• **WRITTEN EXERCISE**:
Leave out the pictures and print precisely the lines from the line with "TARGET = palm tree trunk" to the final line of the entries, both ends included.

Point annotations for photos

--------------------------------------------------

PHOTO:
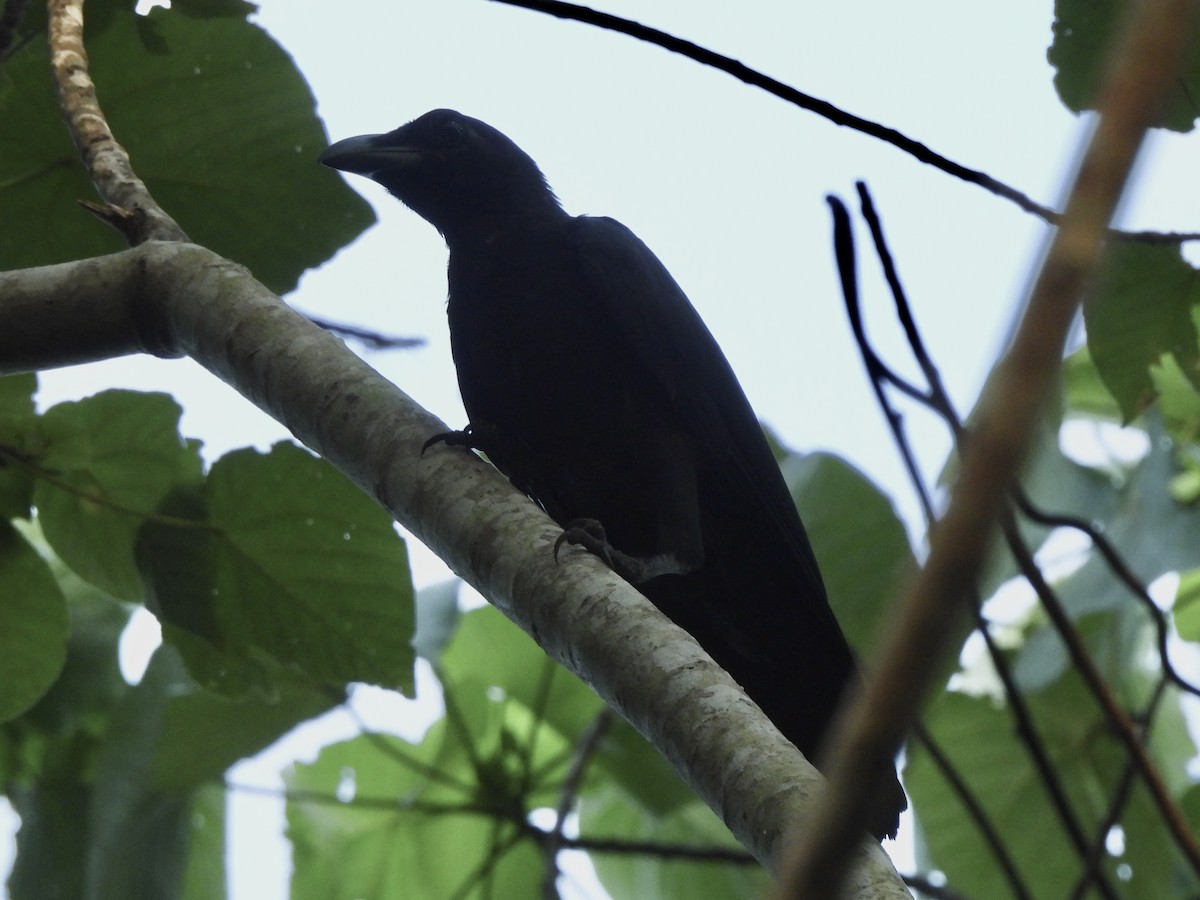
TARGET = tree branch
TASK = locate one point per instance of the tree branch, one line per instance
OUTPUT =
(178, 299)
(873, 730)
(127, 204)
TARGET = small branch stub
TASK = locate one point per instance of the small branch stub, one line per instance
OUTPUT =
(129, 205)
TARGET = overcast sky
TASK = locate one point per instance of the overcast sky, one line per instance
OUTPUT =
(725, 183)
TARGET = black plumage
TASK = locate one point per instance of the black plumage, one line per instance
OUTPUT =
(593, 384)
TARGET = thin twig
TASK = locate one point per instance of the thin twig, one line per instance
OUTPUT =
(976, 813)
(553, 840)
(1120, 799)
(1121, 569)
(1114, 714)
(865, 738)
(127, 204)
(823, 108)
(937, 400)
(372, 339)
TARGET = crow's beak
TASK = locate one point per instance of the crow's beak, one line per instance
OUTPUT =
(367, 154)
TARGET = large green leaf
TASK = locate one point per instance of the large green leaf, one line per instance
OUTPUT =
(1084, 34)
(287, 563)
(389, 828)
(33, 624)
(609, 813)
(857, 537)
(217, 121)
(47, 756)
(17, 430)
(978, 736)
(1143, 309)
(111, 460)
(492, 651)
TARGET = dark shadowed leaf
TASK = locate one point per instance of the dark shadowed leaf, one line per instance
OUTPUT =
(1084, 34)
(1143, 307)
(33, 624)
(859, 540)
(113, 459)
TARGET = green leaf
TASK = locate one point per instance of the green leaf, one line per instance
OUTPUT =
(979, 737)
(1085, 390)
(202, 735)
(1084, 34)
(304, 567)
(139, 833)
(1141, 309)
(857, 537)
(490, 649)
(609, 813)
(1187, 606)
(18, 424)
(33, 625)
(217, 121)
(390, 829)
(204, 875)
(113, 459)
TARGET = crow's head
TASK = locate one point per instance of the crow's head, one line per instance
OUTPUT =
(448, 168)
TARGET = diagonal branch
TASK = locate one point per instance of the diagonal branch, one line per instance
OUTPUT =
(127, 204)
(865, 741)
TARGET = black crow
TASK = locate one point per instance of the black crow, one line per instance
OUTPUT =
(592, 383)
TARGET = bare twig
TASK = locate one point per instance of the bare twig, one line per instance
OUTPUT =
(1125, 575)
(916, 149)
(127, 204)
(373, 340)
(555, 838)
(1120, 799)
(868, 736)
(936, 399)
(1114, 714)
(977, 814)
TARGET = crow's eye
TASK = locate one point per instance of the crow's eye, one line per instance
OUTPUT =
(453, 133)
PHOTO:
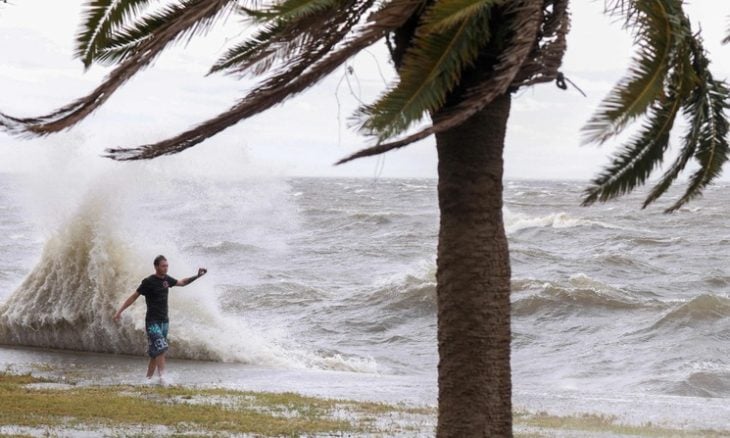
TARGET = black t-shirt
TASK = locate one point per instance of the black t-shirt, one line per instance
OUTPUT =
(155, 289)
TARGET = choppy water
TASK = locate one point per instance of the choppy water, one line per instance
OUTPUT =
(337, 275)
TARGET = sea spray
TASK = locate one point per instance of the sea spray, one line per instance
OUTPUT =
(96, 259)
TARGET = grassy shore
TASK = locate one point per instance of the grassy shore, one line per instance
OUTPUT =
(34, 406)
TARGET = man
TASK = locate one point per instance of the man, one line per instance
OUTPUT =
(155, 289)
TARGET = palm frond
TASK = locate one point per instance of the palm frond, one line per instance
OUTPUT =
(526, 17)
(694, 111)
(295, 9)
(444, 15)
(100, 17)
(431, 68)
(633, 165)
(275, 90)
(241, 56)
(543, 63)
(712, 147)
(658, 31)
(291, 32)
(185, 19)
(635, 162)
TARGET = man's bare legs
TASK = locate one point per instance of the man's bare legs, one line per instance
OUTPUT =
(151, 367)
(156, 363)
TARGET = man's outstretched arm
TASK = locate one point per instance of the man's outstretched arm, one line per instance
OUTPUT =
(187, 281)
(129, 301)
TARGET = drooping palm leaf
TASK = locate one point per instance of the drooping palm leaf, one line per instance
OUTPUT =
(241, 56)
(703, 101)
(184, 19)
(658, 29)
(445, 15)
(526, 16)
(633, 165)
(712, 147)
(289, 35)
(100, 17)
(431, 69)
(296, 9)
(392, 15)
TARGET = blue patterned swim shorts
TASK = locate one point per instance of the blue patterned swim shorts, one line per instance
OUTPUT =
(156, 337)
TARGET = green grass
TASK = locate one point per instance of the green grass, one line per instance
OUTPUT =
(137, 410)
(546, 424)
(185, 410)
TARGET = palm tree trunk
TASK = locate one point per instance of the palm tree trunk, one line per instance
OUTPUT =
(473, 279)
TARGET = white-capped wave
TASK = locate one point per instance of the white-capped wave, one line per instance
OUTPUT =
(519, 221)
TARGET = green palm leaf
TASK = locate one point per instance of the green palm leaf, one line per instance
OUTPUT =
(712, 147)
(635, 162)
(254, 49)
(185, 19)
(431, 68)
(444, 15)
(657, 33)
(294, 9)
(695, 112)
(278, 88)
(291, 29)
(100, 18)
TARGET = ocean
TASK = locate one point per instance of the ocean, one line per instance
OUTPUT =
(327, 286)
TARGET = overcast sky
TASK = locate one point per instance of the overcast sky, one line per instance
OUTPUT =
(308, 133)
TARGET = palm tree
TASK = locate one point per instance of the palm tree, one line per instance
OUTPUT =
(459, 62)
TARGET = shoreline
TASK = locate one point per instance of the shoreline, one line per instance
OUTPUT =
(36, 406)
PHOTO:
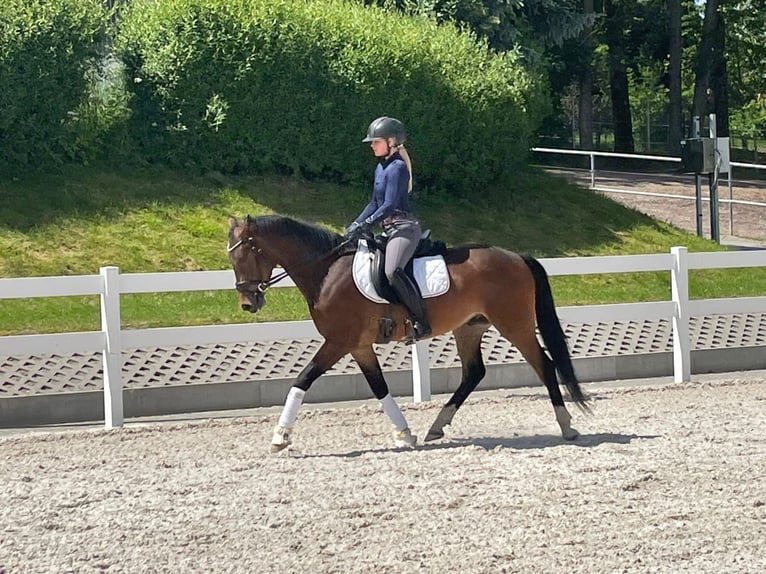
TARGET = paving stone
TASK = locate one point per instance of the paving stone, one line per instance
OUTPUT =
(286, 358)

--------------------------------------------------

• **EXERCISE RESPONSE**:
TARGET = palm tree trunk
TASK = locate one point per instance of the palm tree trunk, one line per instance
OUTPUT =
(473, 279)
TARGET = white-capped wave
TASK = locate one point per instance of the white-capped wave, one line per instance
OUTPUT =
(519, 221)
TARGET = green palm leaf
TASK = locate one point per instance of the green palm leaf, one line per instance
OUTPUT =
(712, 147)
(635, 162)
(254, 49)
(185, 19)
(431, 68)
(444, 15)
(657, 33)
(294, 9)
(695, 112)
(278, 88)
(291, 29)
(100, 18)
TARGET = ocean
TASK = locate one point per instance of the ocean, one line per instance
OUTPUT =
(327, 286)
TARGET = overcast sky
TASK = locate one point per instance of the overcast sky, one line per instance
OUTPUT =
(308, 133)
TARGET = palm tree
TASK = locate one point per instance of the palm tree, one line per instance
OUTPUT =
(459, 62)
TARGET = shoreline
TASK = locate one point per instance of the shoreline, one line per instance
OUTPUT =
(36, 406)
PHOTO:
TARGET = paving stone
TASK = locate one point per instance of the paving stone, one line per instance
OUTPUT =
(286, 358)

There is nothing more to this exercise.